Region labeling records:
** BEGIN **

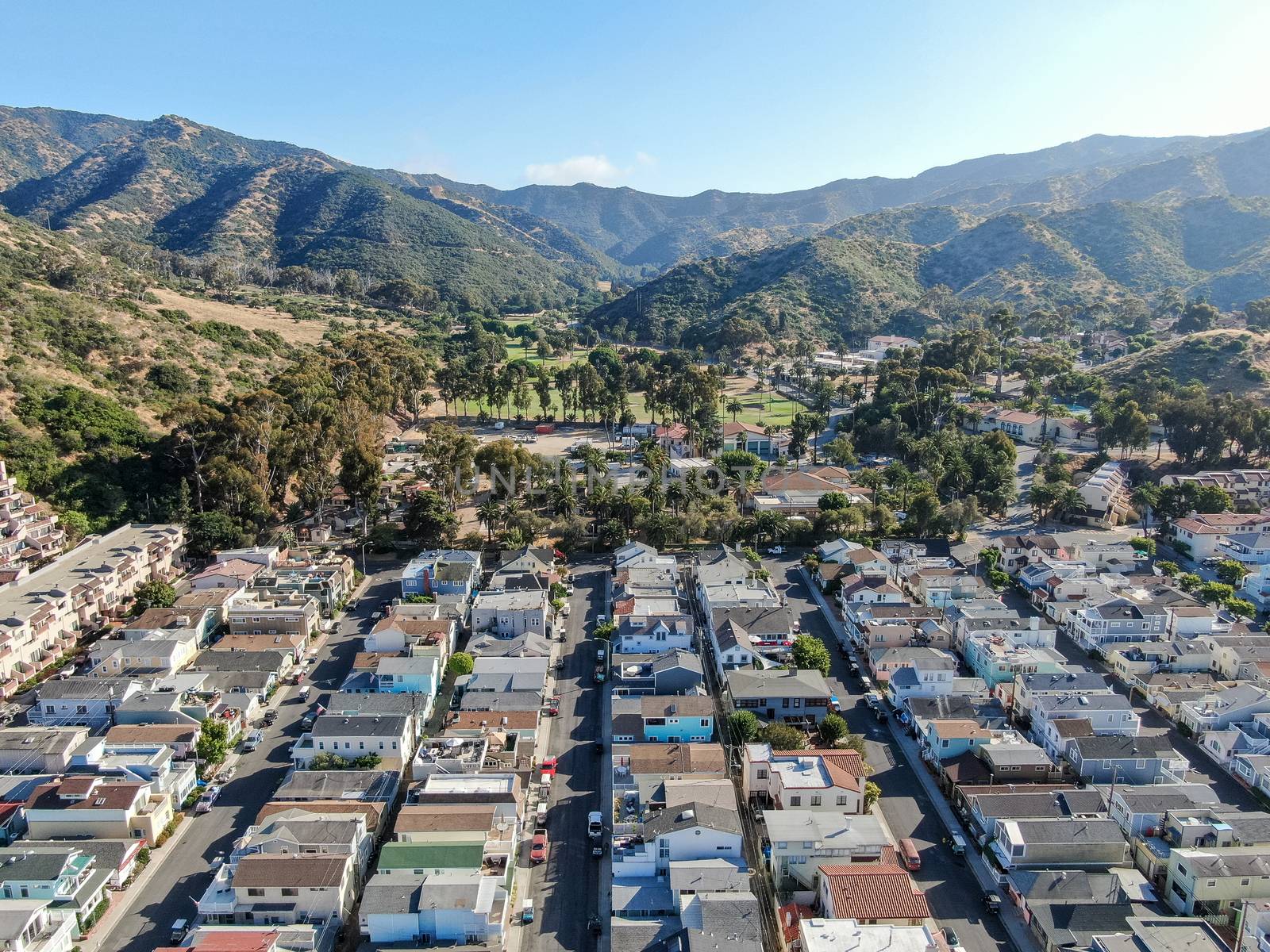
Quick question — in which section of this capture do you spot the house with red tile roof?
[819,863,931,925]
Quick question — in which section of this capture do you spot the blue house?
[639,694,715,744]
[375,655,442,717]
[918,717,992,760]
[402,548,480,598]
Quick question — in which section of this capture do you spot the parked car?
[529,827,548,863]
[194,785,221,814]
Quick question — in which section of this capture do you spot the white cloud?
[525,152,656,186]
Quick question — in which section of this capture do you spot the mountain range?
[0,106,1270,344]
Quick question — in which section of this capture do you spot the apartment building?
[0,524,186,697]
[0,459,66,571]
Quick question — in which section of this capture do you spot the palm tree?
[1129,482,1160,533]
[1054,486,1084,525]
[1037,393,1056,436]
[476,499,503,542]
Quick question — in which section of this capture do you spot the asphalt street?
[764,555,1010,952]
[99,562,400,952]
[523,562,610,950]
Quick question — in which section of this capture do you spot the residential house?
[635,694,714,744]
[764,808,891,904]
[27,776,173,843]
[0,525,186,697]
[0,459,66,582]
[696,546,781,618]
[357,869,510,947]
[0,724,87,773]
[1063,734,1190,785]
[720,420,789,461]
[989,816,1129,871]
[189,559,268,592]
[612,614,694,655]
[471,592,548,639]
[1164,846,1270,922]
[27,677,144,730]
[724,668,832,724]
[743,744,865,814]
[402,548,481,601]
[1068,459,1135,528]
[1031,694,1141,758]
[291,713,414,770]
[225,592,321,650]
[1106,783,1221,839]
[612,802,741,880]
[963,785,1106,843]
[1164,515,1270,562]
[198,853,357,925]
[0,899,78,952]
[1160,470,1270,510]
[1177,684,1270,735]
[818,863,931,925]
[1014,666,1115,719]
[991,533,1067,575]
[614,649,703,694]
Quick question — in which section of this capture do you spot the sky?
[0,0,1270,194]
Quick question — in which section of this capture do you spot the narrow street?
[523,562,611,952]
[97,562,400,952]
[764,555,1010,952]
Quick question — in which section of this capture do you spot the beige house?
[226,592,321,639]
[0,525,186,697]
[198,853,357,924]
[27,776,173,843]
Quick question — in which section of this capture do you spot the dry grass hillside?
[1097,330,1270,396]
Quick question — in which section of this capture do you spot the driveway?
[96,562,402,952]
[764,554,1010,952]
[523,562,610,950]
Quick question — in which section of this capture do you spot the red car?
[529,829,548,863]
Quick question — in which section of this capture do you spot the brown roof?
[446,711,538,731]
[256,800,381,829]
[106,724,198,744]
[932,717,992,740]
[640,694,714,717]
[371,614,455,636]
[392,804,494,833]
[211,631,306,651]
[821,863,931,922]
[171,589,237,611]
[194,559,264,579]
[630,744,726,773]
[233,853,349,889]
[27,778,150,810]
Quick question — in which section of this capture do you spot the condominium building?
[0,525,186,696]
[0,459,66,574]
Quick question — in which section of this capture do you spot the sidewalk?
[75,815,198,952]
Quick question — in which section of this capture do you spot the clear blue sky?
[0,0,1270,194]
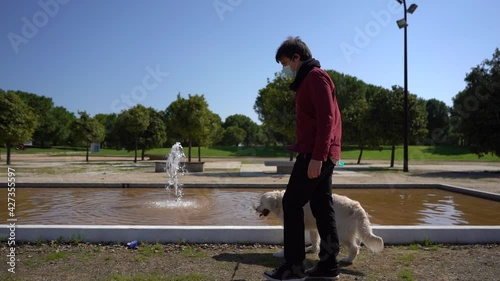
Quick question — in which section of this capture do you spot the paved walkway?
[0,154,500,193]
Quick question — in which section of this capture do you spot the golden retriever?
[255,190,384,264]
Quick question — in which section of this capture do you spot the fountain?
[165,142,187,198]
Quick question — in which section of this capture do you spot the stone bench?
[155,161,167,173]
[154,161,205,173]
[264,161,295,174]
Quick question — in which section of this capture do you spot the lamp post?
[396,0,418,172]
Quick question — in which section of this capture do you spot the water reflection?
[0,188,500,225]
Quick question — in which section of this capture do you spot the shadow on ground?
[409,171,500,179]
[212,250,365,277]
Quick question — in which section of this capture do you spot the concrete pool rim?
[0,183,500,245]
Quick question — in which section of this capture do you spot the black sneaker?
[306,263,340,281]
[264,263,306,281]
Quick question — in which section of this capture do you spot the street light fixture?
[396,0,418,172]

** END **
** BEGIN **

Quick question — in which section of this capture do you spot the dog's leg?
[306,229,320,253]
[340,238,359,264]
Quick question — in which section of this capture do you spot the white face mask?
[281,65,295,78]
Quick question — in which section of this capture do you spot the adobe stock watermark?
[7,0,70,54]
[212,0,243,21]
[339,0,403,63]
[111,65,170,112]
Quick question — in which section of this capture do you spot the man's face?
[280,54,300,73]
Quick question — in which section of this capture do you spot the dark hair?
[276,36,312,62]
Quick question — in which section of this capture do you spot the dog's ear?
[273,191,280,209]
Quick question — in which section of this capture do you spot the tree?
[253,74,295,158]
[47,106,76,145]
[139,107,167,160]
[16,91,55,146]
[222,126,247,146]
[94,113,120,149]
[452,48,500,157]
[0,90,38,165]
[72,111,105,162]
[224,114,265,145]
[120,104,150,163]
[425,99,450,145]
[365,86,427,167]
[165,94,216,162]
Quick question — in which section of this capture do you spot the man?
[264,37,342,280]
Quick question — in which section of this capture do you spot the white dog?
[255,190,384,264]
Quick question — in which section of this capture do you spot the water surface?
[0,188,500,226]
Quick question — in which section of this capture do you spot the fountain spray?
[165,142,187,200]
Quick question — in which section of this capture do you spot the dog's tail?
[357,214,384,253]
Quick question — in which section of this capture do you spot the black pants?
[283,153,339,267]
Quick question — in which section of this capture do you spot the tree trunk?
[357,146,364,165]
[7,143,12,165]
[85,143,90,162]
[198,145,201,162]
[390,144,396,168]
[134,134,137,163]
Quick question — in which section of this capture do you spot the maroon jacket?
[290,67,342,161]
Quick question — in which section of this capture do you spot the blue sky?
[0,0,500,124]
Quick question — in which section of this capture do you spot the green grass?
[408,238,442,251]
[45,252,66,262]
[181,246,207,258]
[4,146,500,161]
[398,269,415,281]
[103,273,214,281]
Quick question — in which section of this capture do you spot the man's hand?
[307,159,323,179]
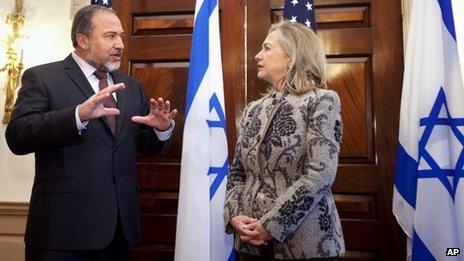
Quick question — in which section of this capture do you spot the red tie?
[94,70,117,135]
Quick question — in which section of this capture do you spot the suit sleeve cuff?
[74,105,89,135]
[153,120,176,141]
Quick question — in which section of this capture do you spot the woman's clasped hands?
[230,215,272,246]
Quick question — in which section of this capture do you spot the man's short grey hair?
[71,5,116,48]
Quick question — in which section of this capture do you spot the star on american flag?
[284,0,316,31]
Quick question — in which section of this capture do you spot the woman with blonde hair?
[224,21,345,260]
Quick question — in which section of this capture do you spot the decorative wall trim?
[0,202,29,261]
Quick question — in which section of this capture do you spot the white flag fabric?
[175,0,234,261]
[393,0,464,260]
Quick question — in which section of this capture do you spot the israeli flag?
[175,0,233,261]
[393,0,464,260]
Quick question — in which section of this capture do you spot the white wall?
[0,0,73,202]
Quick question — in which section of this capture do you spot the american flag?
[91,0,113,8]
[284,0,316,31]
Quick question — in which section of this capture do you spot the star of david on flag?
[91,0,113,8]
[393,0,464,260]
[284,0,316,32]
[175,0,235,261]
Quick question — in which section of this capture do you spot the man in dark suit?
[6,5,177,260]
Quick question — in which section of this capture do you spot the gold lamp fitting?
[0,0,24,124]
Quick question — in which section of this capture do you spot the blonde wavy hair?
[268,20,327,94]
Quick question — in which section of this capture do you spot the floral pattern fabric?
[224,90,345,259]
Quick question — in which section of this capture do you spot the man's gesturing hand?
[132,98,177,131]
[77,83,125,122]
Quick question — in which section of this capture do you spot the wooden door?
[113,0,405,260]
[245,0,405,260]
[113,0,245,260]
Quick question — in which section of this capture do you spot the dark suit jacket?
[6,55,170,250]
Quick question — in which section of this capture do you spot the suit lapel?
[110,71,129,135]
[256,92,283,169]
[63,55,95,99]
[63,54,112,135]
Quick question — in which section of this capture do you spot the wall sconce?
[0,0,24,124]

** END **

▶ **What to do**: Lay out every line from the one containing "red tile roof?" down through the one containing "[476,499,503,542]", both included, as a JSON list of strings with one string per line and blank lines omitted.

▶ **Answer for this exercise**:
[
  "Quick question — in which section of this capture do you spot the house with red tile roof?",
  "[819,863,931,925]",
  "Quick question — in which section of this capture do you spot the blue house?",
  "[639,694,715,744]",
  "[375,655,442,717]",
  "[918,717,992,760]",
  "[402,548,480,598]",
  "Quick question — in which section of this capture do you spot the parked car?",
  "[529,827,548,863]",
  "[194,785,221,814]",
  "Quick question — in which section of this capture do you spot the white cloud?",
  "[525,152,656,186]",
  "Quick question — in which section of this capture do you spot the mountain range?",
  "[0,106,1270,344]",
  "Quick question — in which section of this capture do you spot the apartment building?",
  "[0,524,186,697]",
  "[0,459,66,571]",
  "Quick question — in which section of this capture do you spot the palm tree?",
  "[1129,482,1160,533]",
  "[1054,486,1084,525]",
  "[1037,393,1056,436]",
  "[476,499,503,542]"
]